------ Document section

Real debate only began in earnest in 1997, when Sir Ronald Wilson, then Chairman of the Australian Human Rights and Equal Opportunity Commission (HREOC) released a report, Bringing Them Home. That report documented a long history of forced removal of children by state government welfare and police officials of children of mixed white and Aboriginal descent. Wilson’s report argued that those practices were part of a policy designed to ‘breed out the black’ of the ‘half-castes’ at a time when it was confidently expected that ‘full-blood’ Aborigines were a dying race. Acclaimed by left intellectuals and Aboriginal communities (Bird 1998; Gaita 1999), neo-conservatives (Brunton 1998; Meagher 1999) reacted angrily, pointing to the HREOC Report’s ‘methodological’ deficiencies and ‘presentist’ bias based on the importation of ‘contemporary values’ into the past. A subsequent test case brought by two members of the ‘stolen generations’ in 2000–1 to Australia’s Federal Court found that what had been done to aboriginal children and their families had been done both lawfully and in the light of then-prevailing ‘community values and standards’. Justice McLoughlin ruled there was neither a policy basis nor any genocidal intent at work in the child-removal practices in question, and that Gunner and Cubillo, the two plaintiffs, had failed to make their case against the Australian government (Bessant 2004). In 2008 Labor Prime Minister Kevin Rudd formally apologized to the ‘stolen generations’.
- 2.

------------
------ Raw records

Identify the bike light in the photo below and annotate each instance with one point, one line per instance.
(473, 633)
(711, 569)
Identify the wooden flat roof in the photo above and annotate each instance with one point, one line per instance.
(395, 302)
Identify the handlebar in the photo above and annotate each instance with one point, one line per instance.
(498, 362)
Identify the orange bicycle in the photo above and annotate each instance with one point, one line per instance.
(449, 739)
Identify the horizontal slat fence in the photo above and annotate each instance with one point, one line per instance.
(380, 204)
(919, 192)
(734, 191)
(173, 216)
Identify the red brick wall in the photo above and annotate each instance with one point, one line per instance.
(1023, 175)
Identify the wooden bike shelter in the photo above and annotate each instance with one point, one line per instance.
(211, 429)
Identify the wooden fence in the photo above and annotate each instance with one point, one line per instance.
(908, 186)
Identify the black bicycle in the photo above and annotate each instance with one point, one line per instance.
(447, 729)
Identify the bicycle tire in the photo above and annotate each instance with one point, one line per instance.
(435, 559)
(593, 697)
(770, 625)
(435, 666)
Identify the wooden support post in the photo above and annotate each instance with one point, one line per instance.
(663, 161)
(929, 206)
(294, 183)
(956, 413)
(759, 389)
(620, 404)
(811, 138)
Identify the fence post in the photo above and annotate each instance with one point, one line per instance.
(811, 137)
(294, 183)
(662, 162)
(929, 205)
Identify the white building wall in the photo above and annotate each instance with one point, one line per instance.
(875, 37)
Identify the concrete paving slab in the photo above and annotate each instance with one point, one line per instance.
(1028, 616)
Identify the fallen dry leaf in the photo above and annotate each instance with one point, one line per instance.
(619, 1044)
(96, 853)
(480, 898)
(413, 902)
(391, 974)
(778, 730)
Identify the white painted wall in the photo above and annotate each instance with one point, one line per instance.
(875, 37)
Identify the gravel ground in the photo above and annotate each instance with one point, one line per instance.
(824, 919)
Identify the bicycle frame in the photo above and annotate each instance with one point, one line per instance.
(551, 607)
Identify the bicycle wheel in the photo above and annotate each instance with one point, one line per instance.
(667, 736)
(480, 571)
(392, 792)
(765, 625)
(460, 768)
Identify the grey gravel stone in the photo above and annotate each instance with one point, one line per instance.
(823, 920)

------------

**Requirement A**
Copy out the rows word for word, starting at the line containing "Identify the bicycle frame" and ending with the last row.
**Requirement B**
Pick up the passage on the Australian stolen generations debate from the point where it stops and keep writing.

**Task response A**
Identify the bicycle frame in the photo above and annotate each instance with one point, one line per instance.
(551, 607)
Identify the bicycle wheel in the photo above and annotate each instance with one point, one line per instance.
(667, 736)
(480, 571)
(392, 792)
(765, 625)
(460, 768)
Identify the grey gravel stone in the photo above and annotate each instance with one point, one line per instance.
(823, 920)

**Task response B**
The dispossession of the Aborigines rested on the thoroughly racialized foundations built into classical liberal theory as developed in the late seventeenth century by John Locke in his account of the ‘state of nature’. Locke had argued that primal rights to land tenure only obtained when people laboured on the land and so transformed it. He made a distinction between those who worked hard and those who were ‘lazy and quarrelsome’. ‘[God] gave the world to the use of the industrious and the rational … not to the fancy of covetousness of the quarrelsome and the contentious’ (1952: 32). The right to own property was only conferred by the activity called labour. He also stated: ‘What a man labours to obtain or produce belongs to that man. What was previously owned in common in the state of nature becomes “private property” once men labour to assuage their hunger’ (1952: 26). The actual presence of indigenous people was therefore no embarrassment to the claim in 1770 by Captain James Cook that the land of New Holland was ‘unoccupied’, thereby entitling him to seize half the continent on behalf of his Britannic Majesty King George III.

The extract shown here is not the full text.